### AIM OF THE EXERCISE
From the line containing "Query: thin metal wire" to the last line of the records, please reproduce every line exactly and nothing more.

### RECORDED DATA
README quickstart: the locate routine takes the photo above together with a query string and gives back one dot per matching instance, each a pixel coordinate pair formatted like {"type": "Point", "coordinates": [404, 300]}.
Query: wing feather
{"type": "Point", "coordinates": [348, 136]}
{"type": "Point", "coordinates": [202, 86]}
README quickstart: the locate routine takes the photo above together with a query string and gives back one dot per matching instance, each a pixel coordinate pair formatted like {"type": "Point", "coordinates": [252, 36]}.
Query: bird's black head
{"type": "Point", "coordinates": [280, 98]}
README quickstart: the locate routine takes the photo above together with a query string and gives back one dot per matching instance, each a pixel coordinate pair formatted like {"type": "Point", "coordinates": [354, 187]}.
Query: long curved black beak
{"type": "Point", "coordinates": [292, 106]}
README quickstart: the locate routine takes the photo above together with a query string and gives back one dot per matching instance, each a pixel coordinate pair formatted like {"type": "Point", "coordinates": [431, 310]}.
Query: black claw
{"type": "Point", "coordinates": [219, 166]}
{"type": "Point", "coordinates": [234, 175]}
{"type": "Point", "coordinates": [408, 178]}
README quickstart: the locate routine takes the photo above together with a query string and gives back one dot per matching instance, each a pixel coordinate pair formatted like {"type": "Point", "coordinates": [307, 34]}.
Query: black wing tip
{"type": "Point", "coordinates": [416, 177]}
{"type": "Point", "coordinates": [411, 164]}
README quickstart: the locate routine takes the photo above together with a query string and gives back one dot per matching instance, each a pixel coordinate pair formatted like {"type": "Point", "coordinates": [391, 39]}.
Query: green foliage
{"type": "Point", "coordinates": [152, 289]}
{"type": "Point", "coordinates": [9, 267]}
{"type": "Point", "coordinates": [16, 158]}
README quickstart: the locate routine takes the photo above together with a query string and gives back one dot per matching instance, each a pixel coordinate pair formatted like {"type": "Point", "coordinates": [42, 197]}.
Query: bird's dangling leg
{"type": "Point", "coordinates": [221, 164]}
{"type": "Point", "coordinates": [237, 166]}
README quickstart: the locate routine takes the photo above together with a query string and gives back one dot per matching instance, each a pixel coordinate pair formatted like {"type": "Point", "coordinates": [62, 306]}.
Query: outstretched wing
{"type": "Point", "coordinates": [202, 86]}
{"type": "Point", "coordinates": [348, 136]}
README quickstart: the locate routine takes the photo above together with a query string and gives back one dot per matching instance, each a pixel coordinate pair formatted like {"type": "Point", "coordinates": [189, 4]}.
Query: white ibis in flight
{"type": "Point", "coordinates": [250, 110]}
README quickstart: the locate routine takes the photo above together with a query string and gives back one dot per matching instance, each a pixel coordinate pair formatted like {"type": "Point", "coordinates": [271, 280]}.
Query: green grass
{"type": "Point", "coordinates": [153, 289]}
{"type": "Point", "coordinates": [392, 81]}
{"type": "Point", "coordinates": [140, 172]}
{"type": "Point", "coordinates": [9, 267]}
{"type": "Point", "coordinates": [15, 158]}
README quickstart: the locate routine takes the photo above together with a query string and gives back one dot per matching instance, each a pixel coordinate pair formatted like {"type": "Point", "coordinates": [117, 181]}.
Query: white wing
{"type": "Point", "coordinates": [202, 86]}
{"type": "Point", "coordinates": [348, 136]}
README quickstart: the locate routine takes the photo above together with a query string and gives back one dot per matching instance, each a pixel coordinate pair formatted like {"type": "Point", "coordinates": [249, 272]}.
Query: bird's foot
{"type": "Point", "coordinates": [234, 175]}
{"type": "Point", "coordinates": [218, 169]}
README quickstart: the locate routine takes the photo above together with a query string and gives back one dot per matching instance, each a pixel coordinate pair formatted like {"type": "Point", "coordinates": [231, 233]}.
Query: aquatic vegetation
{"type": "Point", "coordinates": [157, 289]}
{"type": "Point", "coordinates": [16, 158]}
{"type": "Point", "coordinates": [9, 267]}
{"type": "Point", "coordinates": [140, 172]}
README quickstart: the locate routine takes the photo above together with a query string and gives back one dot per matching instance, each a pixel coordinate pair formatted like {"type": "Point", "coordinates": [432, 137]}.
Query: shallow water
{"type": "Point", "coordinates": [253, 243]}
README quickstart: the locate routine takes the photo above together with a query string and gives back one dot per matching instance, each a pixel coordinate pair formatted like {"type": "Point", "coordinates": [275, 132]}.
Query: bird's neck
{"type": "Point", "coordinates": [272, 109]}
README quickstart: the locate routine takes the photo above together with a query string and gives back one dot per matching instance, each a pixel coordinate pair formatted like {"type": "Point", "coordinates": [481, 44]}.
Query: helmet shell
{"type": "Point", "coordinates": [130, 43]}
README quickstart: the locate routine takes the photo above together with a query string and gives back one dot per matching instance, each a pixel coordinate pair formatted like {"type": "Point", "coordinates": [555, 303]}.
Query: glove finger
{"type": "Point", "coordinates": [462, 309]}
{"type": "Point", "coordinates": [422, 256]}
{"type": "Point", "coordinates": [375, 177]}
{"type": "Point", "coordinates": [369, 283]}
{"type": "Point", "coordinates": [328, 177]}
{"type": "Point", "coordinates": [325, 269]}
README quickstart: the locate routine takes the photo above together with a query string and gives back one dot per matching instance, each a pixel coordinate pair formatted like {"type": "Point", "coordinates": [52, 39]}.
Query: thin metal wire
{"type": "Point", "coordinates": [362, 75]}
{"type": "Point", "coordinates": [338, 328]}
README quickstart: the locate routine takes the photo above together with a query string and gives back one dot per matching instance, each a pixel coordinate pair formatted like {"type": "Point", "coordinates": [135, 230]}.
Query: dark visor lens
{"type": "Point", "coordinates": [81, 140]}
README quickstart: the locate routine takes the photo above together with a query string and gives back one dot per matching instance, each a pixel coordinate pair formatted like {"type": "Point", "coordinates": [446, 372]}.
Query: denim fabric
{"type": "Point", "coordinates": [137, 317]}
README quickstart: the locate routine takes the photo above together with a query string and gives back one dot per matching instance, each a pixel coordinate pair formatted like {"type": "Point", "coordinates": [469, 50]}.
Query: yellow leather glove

### SOLVED PROBLEM
Query: thin metal wire
{"type": "Point", "coordinates": [362, 75]}
{"type": "Point", "coordinates": [338, 328]}
README quickstart: the locate routine takes the photo above together with a query string and gives back one dot per matching instance, each a pixel coordinate pair formatted like {"type": "Point", "coordinates": [135, 230]}.
Query: dark visor lens
{"type": "Point", "coordinates": [81, 140]}
README quickstart: the locate routine takes the photo above together with a query string and gives back one dot per matching instance, each a pixel coordinate pair formatted like {"type": "Point", "coordinates": [446, 372]}.
Query: denim fabric
{"type": "Point", "coordinates": [137, 317]}
README quickstart: the locate routine takes the photo above together with a query string and gives back one dot per matching instance, each a pixel coordinate pair formatted like {"type": "Point", "coordinates": [469, 50]}.
Query: yellow leather glove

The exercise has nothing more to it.